Was erwartet wird: Gib sämtliche Zeilen aller folgenden Einträge wieder und skaliere dabei jede Koordinate mit dem Faktor 0,55, wobei du auf ganze Zahlen rundest und bei ,5 aufrundest; alles andere bleibt unverändert. Die Bilder lässt du in deiner Antwort weg.

-------- Auszüge der Einträge --------

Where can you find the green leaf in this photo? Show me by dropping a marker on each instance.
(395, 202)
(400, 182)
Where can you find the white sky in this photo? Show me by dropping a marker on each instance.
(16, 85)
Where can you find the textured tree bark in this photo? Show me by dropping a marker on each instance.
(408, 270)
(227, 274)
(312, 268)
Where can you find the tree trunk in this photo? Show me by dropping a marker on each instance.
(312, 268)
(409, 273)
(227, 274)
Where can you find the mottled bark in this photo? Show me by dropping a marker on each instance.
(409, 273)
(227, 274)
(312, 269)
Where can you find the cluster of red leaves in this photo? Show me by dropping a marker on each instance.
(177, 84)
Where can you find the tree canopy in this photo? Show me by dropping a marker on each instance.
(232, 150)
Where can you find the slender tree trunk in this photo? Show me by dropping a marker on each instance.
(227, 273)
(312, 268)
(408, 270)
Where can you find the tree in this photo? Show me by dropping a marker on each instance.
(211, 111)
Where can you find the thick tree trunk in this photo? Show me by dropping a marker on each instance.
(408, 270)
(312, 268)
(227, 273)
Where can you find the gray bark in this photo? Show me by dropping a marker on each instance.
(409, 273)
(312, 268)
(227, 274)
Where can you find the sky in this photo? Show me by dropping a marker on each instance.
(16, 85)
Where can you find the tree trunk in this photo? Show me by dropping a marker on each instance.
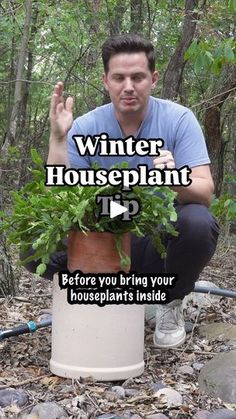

--------

Korrekte Ausgabe:
Where can you find the green leaf in this photo? Show me by dropping a marker on each instance.
(217, 111)
(220, 100)
Where can you find the white sky in this photo? Show me by dropping a marker on each instance.
(9, 47)
Where can you find the textured tree bark in this photo? Show me by dropping a marker on each instance.
(224, 149)
(125, 151)
(172, 147)
Where can you find the tree trunk in this photo? Show me by dropping a marker on each instance.
(172, 147)
(225, 150)
(125, 151)
Where can you find the mottled bark in this photo? Show me by dropping a marker on each instance.
(225, 150)
(125, 151)
(172, 148)
Where can you find the cluster of red leaves in this photo? Show me by dropping a marker on each instance.
(97, 46)
Where can you find the tree canopy in this photo? Show me by dropping a marker on each instance.
(128, 83)
Where can you find the slender tree trunk in this photo? Show me by dropping a marker on each instance.
(125, 150)
(172, 147)
(224, 149)
Where can you find the tree in this photo? Show me by dropping a marker on each instance.
(116, 61)
Where can you find the thick tree trunk in this photo? Show me by dropping a marker on each instance.
(224, 149)
(172, 147)
(125, 150)
Where can you find the gray bark in this photo? Show me by dropping a marker on each instance.
(225, 150)
(172, 147)
(125, 151)
Where can you find the sky in this photo? Show me by dropping a marker on each instance.
(9, 47)
Where can you find the tree trunk in this photo? Show me by dropping a marker on each instance.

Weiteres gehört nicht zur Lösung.